*Task description*
Find "[locate] woman's dark" and "[locate] white dress" in the records below. Copy the lines holding them and every line between, exactly, and no others.

Items from a dataset
■ ■ ■ ■ ■

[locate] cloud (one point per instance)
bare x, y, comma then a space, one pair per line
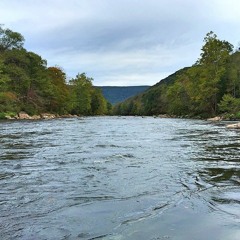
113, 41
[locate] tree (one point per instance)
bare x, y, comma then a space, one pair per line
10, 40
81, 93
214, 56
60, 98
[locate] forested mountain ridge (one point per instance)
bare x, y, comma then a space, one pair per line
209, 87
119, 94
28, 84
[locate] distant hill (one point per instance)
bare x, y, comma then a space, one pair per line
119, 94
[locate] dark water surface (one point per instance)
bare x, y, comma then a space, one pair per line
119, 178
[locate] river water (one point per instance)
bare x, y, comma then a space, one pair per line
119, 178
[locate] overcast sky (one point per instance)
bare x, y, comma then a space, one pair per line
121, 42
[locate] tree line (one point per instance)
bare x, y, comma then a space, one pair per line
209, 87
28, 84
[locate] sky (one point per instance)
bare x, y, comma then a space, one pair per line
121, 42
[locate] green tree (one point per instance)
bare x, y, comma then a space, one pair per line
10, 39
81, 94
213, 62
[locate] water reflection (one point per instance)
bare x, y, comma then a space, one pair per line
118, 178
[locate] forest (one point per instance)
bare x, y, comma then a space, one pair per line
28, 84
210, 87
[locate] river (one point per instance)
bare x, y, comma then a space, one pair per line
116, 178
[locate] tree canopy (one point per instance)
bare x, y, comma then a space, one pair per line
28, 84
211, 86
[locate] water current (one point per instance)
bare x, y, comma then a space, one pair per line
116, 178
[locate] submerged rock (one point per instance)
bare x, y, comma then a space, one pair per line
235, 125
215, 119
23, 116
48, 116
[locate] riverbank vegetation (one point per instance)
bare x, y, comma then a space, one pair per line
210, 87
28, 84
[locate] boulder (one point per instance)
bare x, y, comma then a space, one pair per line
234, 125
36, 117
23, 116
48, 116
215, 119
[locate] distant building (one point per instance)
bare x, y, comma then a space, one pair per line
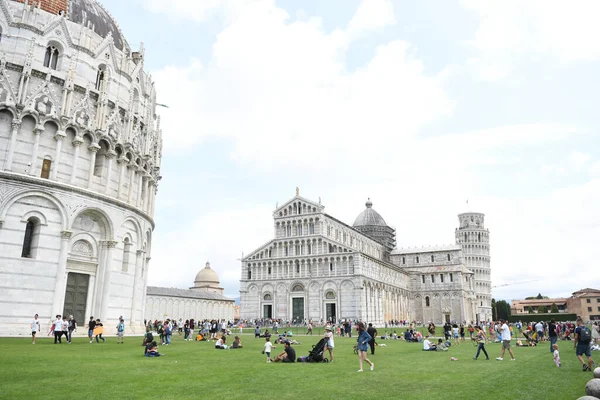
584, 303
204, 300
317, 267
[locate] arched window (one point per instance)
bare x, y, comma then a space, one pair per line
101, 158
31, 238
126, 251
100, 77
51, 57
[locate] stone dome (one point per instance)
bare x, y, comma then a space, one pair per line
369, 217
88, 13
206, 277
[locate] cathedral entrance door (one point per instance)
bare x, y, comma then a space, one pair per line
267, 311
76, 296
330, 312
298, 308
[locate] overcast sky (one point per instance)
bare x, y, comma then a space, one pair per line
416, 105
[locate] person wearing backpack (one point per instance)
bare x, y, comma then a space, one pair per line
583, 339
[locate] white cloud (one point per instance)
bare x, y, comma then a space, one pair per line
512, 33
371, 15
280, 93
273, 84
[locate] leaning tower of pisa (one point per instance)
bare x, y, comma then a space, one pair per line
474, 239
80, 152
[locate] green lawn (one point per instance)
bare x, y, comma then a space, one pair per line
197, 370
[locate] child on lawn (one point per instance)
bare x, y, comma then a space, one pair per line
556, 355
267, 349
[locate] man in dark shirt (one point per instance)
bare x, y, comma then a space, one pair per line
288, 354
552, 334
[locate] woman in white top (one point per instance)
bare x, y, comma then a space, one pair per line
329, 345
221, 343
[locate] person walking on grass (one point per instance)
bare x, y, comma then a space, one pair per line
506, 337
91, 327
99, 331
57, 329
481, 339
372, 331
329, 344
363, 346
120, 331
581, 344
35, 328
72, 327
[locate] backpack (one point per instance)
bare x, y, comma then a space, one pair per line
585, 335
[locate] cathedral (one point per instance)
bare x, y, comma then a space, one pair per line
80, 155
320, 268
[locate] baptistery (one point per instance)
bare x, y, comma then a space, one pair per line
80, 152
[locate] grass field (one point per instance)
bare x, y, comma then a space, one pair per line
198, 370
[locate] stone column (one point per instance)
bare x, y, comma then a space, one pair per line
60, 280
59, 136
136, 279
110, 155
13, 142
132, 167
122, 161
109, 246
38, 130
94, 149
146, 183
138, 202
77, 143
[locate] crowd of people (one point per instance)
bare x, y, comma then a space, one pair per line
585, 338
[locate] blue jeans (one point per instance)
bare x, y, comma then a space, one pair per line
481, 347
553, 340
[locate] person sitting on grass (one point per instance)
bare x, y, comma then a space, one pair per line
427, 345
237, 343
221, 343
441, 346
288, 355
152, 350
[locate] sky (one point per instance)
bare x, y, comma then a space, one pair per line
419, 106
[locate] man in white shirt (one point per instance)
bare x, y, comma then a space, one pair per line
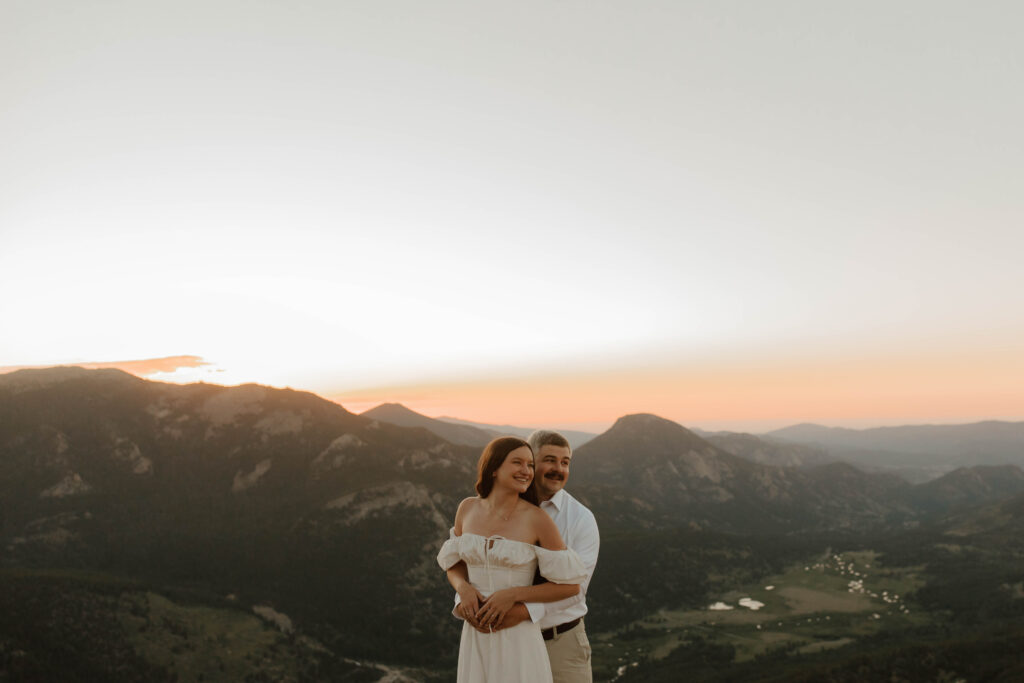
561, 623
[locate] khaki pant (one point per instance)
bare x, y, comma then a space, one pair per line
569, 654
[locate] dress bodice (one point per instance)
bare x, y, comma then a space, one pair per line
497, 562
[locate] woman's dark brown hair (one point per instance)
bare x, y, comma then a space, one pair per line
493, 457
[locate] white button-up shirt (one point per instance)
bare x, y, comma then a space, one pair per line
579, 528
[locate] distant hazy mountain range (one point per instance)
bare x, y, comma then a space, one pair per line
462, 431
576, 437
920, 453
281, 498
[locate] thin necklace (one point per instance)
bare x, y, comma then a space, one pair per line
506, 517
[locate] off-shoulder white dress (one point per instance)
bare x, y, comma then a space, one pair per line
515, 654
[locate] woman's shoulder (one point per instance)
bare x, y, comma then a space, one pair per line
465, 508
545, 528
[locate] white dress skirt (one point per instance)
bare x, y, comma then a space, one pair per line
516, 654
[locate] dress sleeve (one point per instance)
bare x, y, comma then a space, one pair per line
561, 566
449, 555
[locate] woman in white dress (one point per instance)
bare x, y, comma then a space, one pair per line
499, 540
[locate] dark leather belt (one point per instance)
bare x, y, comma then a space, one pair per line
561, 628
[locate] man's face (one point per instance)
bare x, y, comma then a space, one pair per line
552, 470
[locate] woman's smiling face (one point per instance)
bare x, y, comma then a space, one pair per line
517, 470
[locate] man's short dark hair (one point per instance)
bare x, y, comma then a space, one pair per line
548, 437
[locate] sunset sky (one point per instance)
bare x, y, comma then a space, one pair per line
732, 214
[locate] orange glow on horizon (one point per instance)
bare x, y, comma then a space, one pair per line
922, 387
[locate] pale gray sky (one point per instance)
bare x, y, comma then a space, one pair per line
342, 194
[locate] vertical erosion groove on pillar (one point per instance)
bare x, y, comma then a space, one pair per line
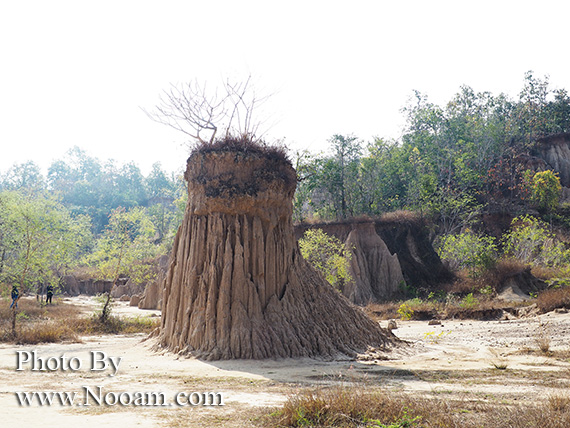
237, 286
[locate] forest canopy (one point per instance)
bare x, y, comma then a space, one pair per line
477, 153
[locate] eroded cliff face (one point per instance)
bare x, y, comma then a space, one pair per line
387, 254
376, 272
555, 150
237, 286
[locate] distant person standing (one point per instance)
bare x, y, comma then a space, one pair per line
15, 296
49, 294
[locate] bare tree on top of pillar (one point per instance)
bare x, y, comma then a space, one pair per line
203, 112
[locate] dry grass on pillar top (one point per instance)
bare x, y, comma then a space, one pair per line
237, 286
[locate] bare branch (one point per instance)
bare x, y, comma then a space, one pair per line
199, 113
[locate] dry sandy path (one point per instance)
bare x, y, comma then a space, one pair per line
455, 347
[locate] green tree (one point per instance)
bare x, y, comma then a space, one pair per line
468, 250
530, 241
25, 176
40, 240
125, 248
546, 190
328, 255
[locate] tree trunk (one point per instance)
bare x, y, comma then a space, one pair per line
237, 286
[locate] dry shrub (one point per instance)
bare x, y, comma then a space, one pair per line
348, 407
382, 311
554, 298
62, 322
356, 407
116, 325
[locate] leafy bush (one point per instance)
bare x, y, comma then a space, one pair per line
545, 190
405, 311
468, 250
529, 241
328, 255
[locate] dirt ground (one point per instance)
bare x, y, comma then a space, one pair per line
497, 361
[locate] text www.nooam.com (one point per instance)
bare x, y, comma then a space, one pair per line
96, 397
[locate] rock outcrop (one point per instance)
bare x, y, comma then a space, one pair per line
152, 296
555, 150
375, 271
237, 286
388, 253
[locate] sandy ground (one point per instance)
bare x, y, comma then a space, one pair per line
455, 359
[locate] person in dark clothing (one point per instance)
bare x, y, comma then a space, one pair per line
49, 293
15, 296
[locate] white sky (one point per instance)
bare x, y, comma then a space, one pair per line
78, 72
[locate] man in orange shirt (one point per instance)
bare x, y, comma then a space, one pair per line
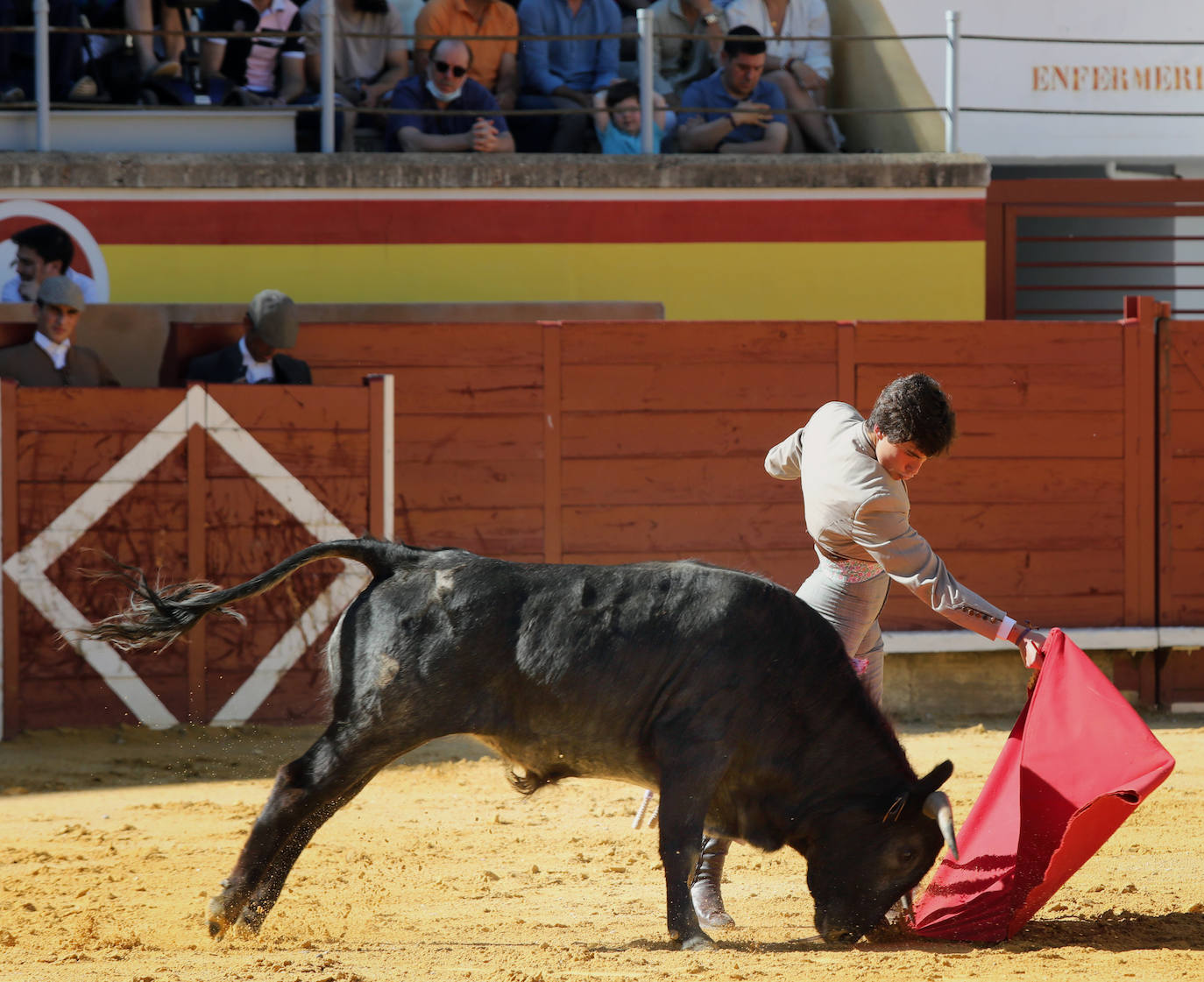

■ ■ ■ ■ ■

*Your response*
[locate] woman's dark brown hair (one point per instance)
bare x, y, comma then a space, one pair per line
493, 457
[locate] white button-up shirt (one point per instance)
bare x, y, comma then a space, one pair per line
579, 528
[locate] distant hazy mountain range (one point per instance)
bare x, y, comma then a space, one pair per line
462, 431
576, 437
920, 453
281, 498
[locate] thin necklace (one point per instance)
bare x, y, comma then a space, one pair per line
506, 517
[locate] off-shoulder white dress (one point per instance)
bare x, y, comma then a space, one pair per line
515, 654
[locate] woman's shoulder (one point per instance)
bare x, y, comma then a space, one pair per line
465, 508
545, 528
[locate] white dress skirt (one point per instance)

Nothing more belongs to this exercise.